* Problem requirements
Work through the records that follow and return each line containing the word "flower".

* Source material

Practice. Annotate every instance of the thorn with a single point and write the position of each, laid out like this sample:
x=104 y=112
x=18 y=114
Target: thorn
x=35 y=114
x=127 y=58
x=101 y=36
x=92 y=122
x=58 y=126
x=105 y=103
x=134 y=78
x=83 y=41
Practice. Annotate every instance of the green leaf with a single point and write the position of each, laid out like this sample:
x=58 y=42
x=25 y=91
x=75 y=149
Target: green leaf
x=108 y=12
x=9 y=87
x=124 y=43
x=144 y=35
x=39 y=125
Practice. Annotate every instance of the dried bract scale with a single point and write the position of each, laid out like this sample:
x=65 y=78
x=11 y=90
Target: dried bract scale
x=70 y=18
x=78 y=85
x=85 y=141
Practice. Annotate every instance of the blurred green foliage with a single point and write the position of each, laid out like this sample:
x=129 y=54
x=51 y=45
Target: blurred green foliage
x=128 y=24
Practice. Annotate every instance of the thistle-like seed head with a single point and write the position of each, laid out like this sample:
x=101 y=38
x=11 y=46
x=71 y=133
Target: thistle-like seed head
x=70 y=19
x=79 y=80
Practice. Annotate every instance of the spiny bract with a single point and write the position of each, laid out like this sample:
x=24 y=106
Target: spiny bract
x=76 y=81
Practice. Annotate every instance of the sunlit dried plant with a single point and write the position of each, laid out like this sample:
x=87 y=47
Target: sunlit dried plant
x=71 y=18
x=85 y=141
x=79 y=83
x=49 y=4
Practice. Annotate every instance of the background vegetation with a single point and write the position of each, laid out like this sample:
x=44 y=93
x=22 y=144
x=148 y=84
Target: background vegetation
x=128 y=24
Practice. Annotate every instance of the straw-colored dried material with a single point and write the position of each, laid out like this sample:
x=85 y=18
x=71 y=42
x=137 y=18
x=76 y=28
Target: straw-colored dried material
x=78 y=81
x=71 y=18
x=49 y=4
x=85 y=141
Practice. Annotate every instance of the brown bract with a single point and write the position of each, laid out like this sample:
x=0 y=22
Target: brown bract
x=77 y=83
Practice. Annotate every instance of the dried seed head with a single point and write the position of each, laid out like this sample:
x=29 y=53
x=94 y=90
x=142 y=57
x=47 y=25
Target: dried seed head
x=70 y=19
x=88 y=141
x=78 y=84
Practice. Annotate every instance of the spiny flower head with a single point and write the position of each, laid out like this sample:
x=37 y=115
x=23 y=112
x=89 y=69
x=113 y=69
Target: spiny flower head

* Task result
Practice. Annotate every instance of the spiny flower head with a single point and write the position of each, laid out like this sample:
Target: spiny flower head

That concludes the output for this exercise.